Page extract:

Charley Burley (September 6, 1917 – October 16, 1992) was an American boxer who fought as a welterweight and middleweight from 1936 to 1950. Archie Moore, the light-heavyweight champion who was defeated by Burley in a 1944 middleweight bout, was one of several fighters who called Burley the greatest fighter ever. Burley was the penultimate holder of both the World Colored Welterweight Championship and the World Colored Middleweight Championship.

Early life
He was born Charles Duane Burley in Bessemer, Pennsylvania on September 6, 1917 to a mixed-race couple: his father was a black coal miner and his mother a white Irish immigrant from County Cork.  Raised in Bessemer, the only son of seven children, the family moved to Pittsburgh when his father was killed in an industrial accident in 1925.

He began boxing at the  age of 12 at a Boys Club and, as a lightweight, won city, state and national junior boxing titles and a Golden Gloves junior title. As a welterweight, he won a Golden Gloves Senior and lost the 1936 National Senior Championship finals. That same year, he refused an invitation to participate in the Olympic trials due to his objection to the Nazi regime. He did accept an invitation to attend a scheduled 'Workers Games' to be held in Republican Spain as a protest to the 1936 Berlin Summer Olympics, but the games were cancelled by the outbreak of the Spanish Civil War.

Burley had also excelled at baseball. He reportedly was offered a contract by the Homestead Grays, the local Negro leagues franchise.

Pro boxing career

The 5'9 ½ Burley fought at weights between 145 and 162 lbs. He made his pro debut on September 29, 1936, fighting as a welterweight at 150¾ lbs., at Pittsburgh's Moose Temple. He knocked out George Liggins in the fourth round of a four-round bout.  Less than two years later, on August 22, 1938, Burley met the Cocoa Kid at Hickey Park in Millvale, Pennsylvania for the World Colored Welterweight Championship. He won a unanimous decision in the 15-round bout, knocking the Kid to the canvas three times and defeating him decisively, taking his title.

Raw records:
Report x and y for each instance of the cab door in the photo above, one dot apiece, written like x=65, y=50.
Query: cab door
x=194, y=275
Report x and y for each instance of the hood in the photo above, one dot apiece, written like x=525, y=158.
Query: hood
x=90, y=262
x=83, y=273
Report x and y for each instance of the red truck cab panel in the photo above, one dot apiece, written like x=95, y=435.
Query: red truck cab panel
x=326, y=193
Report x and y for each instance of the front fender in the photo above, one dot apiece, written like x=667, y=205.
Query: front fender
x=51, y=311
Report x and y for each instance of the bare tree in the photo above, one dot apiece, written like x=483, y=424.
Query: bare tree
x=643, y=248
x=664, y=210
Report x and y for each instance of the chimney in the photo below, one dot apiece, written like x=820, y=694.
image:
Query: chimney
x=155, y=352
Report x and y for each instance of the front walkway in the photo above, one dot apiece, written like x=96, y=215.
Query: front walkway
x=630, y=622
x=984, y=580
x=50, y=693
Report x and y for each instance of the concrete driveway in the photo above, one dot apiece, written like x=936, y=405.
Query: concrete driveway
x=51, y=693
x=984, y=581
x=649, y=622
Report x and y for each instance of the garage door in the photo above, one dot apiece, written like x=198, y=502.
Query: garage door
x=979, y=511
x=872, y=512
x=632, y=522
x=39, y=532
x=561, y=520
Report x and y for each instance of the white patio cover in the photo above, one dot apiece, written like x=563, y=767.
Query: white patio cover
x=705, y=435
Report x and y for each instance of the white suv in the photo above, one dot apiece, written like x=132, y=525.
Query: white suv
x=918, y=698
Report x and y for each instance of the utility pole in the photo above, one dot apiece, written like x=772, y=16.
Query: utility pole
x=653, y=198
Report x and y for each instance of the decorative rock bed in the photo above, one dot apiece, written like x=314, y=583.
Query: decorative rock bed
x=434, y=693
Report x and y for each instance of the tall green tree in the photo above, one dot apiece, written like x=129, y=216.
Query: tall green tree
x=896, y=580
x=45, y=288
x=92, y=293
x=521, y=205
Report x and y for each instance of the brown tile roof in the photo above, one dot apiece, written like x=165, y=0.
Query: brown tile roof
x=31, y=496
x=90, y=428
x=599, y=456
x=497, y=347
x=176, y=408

Tasks to complete:
1: According to the Charley Burley biography, at what venue did Burley make his professional debut?
2: Retype the part of the Charley Burley biography that opens with the words containing "He began boxing" and closes with "Negro leagues franchise.".
3: Extend the Charley Burley biography, picking up after its final sentence.

Responses for each task:
1: Pittsburgh's Moose Temple.

2:
He began boxing at the  age of 12 at a Boys Club and, as a lightweight, won city, state and national junior boxing titles and a Golden Gloves junior title. As a welterweight, he won a Golden Gloves Senior and lost the 1936 National Senior Championship finals. That same year, he refused an invitation to participate in the Olympic trials due to his objection to the Nazi regime. He did accept an invitation to attend a scheduled 'Workers Games' to be held in Republican Spain as a protest to the 1936 Berlin Summer Olympics, but the games were cancelled by the outbreak of the Spanish Civil War.

Burley had also excelled at baseball. He reportedly was offered a contract by the Homestead Grays, the local Negro leagues franchise.

3:
Burley did not defend that title, possibly as part of a strategy to win a shot at Henry Armstrong's World Welterweight title. He won the World Colored Middleweight Title in a ninth round technical knockout against Holman Williams at Victory Arena in New Orleans, Louisiana on 14 August 1942. In their rematch for the title two months later at the same venue, Williams won a 15-round decision. Jack Kincaid of the Times-Picayune reported that Burley had won nine rounds of the fight and had been the aggressor throughout.
			
Burley was never granted a world title shot by any of the world welterweight and world middleweight champions of his era and was avoided by many of the top white contenders.  Among the fighters who "ducked"  Burley were Hall of Famers Billy Conn (who fought Joe Louis for the heavyweight title), Frenchman Marcel Cerdan (who was supposed to face Burley in his American debut) and even Sugar Ray Robinson, considered by many boxing historians as the best pound-for-pound fighter of all time.

Of course, not everyone ducked the slick Pittsburgh warrior. Burley won two out of three matches against future welterweight champion Fritzie Zivic, defeated the great Archie Moore by decision, and easily defeated future NYSAC middleweight king Billy Soose. Burley also faced future heavyweight champion Ezzard Charles, but dropped two 10-round decisions to him (the bouts were contested within a five-week period, sandwiching a fight against Williams). Another notable Burley fight was the one against heavyweight J.D. Turner, who outweighed him by around 70 lbs. "Turner, face beaten to raw beefsteak in six rounds, failed to answer the bell for the seventh." (The Ring, June 1942).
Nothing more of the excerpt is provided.